ASSIGNED TASK> What is needed is every line of the material that contains "balcony".

MATERIAL PROVIDED>
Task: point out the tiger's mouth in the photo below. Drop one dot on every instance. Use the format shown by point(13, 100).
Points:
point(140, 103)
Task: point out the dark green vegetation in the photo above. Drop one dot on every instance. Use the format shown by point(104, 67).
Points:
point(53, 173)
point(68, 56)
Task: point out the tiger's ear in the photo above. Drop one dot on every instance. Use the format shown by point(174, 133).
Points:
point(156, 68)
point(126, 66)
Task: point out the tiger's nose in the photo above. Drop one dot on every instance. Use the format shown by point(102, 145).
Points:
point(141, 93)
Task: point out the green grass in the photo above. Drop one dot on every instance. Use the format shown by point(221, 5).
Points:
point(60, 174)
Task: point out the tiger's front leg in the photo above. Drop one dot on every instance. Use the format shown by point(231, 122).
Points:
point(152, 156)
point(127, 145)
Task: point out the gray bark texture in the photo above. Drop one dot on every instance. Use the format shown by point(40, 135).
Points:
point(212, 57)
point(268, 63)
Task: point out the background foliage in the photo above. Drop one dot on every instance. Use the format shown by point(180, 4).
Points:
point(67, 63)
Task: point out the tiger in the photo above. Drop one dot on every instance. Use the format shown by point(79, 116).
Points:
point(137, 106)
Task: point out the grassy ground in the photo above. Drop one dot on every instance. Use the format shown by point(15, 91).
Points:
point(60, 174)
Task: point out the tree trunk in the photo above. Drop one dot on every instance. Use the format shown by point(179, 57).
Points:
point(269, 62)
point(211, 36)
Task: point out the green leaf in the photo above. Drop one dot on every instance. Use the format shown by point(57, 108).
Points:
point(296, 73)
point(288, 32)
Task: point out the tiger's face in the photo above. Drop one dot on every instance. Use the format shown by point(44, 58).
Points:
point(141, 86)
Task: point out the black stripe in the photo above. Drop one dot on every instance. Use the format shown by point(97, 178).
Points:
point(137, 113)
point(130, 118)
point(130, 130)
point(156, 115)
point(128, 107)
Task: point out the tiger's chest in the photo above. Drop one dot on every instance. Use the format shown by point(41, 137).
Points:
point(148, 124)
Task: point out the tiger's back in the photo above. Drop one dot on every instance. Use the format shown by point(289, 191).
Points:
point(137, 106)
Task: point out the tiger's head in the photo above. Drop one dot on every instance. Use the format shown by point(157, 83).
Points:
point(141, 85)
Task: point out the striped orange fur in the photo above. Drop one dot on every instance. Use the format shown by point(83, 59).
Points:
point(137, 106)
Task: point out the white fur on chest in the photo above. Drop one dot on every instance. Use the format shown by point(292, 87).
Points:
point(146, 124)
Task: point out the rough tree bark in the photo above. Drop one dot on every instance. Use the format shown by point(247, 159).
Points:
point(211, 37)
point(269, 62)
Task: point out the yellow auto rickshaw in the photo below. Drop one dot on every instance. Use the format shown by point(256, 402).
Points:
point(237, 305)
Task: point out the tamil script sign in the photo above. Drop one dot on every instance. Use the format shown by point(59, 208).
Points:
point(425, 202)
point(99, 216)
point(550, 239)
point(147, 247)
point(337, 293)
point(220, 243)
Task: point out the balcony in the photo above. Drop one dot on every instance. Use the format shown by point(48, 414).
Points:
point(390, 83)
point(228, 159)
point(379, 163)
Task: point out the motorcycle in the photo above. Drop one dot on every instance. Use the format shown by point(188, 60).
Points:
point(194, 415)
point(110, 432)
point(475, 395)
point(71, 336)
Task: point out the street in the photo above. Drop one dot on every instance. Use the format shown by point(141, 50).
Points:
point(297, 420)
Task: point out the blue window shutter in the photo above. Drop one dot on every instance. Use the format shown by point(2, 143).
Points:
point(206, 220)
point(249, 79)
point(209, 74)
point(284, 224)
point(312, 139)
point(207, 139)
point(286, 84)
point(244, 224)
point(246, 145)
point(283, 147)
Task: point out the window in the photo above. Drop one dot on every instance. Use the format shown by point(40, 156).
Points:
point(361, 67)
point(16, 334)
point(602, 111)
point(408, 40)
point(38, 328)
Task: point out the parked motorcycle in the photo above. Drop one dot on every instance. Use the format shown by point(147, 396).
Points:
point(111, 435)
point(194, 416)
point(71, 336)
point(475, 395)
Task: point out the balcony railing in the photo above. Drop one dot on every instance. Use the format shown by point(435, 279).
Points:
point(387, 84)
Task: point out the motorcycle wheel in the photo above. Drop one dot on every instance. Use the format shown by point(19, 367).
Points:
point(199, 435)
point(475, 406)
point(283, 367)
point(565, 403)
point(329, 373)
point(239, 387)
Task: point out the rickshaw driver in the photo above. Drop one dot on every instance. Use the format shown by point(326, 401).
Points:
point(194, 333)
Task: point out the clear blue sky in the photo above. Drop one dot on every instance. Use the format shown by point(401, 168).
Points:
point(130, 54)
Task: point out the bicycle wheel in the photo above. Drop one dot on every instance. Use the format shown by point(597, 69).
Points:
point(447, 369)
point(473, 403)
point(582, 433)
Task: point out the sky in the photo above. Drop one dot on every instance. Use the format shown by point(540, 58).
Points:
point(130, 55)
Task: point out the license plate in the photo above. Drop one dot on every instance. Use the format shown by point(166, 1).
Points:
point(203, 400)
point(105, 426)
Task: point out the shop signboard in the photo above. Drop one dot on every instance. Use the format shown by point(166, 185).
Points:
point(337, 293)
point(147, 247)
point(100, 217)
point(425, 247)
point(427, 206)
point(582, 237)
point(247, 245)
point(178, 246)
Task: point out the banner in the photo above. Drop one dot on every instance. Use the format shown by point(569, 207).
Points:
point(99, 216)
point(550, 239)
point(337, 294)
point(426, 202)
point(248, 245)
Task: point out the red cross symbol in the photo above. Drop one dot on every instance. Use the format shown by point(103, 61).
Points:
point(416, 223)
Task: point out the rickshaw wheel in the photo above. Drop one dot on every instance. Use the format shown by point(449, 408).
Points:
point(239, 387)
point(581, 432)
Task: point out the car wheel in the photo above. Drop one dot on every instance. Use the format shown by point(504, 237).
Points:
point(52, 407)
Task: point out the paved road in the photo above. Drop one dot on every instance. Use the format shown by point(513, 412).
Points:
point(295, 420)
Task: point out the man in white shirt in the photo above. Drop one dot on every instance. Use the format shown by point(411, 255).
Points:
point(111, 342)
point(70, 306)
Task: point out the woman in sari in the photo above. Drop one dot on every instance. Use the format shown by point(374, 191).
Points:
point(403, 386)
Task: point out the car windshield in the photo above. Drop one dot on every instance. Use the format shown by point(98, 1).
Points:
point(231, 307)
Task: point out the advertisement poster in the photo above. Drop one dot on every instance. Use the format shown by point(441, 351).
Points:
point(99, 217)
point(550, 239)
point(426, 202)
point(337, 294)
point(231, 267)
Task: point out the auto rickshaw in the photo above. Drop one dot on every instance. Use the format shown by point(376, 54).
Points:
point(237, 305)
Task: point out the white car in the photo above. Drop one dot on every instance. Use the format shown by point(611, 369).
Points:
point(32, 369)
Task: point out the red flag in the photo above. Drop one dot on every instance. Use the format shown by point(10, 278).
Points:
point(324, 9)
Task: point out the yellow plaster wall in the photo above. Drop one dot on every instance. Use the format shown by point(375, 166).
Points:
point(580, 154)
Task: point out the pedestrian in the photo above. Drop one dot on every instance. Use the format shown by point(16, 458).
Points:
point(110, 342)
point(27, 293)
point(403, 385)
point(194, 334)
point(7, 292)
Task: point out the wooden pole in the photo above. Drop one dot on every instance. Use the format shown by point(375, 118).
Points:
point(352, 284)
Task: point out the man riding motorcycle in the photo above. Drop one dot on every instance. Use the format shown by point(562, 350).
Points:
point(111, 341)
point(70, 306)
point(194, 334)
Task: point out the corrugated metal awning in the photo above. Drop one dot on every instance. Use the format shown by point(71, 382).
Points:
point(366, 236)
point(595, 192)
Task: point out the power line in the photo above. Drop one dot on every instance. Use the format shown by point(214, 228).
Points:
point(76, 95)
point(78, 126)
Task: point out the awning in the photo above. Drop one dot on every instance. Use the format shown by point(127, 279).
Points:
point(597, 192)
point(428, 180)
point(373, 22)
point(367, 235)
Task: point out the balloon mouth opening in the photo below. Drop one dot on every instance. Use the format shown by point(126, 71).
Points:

WRITTEN SOLUTION>
Task: point out the balcony in the photo above. Drop one dot on every instance. Use the format shown by point(48, 414).
Task: point out the balcony railing in the photo above. Drop one dot on every instance. Use the format shown by point(435, 279).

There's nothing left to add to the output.